Mike Vaccaro

Mike Vaccaro

Sports

‘Crown’ has been vacated for far too long

We should blame all of this on Spectacular Bid.

We’ll get there in a minute …

This is how embedded in the national conscience the Sport of Kings was in those days: In the summer of 1978, when it seemed the Yankees were destined to fruitlessly pursue the Red Sox, somebody asked Reggie Jackson about his team’s predicament.

Jackson, rarely at a loss for words or metaphors, shook his head ruefully as the Sox’s lead reached 14 games.

“Even Affirmed,” Jackson said, “couldn’t catch the Red Sox.”

Affirmed had spent the spring thrilling America, winning the Kentucky Derby, Preakness and Belmont Stakes by a length, a neck and a nose over Alydar, steered to glory by the most famous jockey of the day, Steve Cauthen.

• Actions to take:
1) Quote the horse-racing column between "Jackson, rarely at" and "day, Steve Cauthen.", inclusive.
2) According to the horse-racing column, which jockey rode Affirmed?

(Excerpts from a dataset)
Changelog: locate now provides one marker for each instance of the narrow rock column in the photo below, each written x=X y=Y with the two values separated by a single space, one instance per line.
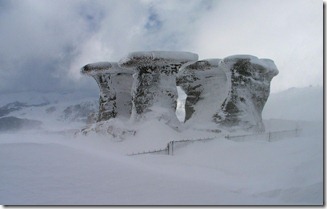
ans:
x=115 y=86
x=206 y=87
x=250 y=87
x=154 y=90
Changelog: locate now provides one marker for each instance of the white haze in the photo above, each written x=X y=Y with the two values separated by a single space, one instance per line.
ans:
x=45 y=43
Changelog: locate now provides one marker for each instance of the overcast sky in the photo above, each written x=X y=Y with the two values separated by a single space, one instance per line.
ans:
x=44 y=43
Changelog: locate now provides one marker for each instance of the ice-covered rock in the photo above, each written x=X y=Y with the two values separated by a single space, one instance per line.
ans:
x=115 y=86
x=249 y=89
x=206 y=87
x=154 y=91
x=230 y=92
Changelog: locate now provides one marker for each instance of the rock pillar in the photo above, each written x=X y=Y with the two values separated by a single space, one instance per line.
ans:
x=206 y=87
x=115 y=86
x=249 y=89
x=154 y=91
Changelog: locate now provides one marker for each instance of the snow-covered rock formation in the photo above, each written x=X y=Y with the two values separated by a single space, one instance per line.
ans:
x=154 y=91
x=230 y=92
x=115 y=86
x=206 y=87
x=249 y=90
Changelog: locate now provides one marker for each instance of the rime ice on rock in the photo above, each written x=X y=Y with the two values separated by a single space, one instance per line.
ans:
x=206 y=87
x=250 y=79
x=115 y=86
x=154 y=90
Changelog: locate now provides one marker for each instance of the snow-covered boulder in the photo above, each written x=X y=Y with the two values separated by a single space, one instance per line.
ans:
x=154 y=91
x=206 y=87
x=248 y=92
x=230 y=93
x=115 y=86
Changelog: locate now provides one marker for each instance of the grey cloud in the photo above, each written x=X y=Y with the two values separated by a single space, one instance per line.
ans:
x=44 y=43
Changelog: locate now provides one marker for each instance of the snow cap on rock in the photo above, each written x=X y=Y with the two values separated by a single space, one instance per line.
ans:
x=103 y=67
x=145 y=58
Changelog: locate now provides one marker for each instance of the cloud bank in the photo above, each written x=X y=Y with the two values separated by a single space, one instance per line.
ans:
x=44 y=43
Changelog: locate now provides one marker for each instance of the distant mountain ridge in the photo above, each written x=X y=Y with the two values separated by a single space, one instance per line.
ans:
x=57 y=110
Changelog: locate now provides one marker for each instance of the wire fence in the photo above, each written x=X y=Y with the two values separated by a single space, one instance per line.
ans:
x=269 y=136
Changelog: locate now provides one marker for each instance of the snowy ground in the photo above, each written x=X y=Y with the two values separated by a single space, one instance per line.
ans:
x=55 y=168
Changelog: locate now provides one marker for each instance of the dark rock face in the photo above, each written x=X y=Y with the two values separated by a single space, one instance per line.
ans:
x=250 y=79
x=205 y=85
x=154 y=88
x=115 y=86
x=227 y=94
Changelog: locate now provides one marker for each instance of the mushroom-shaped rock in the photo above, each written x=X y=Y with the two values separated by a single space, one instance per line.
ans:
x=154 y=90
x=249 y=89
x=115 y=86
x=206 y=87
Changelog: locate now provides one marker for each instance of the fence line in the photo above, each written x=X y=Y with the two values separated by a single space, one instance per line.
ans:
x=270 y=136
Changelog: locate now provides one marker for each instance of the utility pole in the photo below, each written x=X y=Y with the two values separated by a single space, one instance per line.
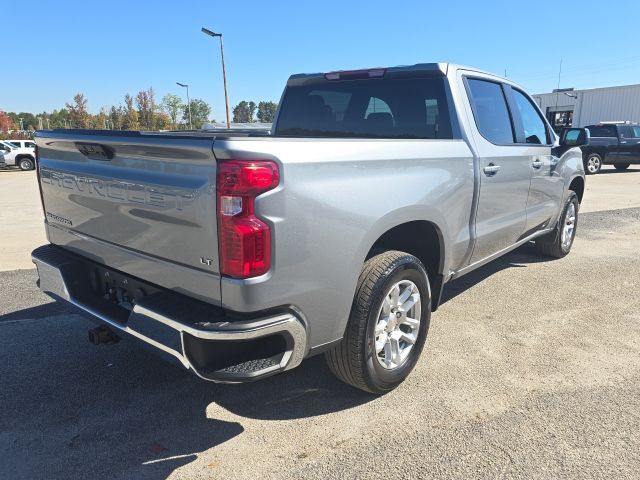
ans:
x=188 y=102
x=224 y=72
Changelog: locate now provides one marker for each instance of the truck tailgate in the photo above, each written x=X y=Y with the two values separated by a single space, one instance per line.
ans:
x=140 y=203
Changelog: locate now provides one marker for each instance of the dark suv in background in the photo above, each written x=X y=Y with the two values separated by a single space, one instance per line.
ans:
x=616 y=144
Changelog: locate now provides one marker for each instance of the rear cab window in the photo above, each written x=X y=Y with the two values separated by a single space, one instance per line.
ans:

• Answer list:
1)
Jackson, rarely at a loss for words or metaphors, shook his head ruefully as the Sox’s lead reached 14 games.

“Even Affirmed,” Jackson said, “couldn’t catch the Red Sox.”

Affirmed had spent the spring thrilling America, winning the Kentucky Derby, Preakness and Belmont Stakes by a length, a neck and a nose over Alydar, steered to glory by the most famous jockey of the day, Steve Cauthen.

2) Steve Cauthen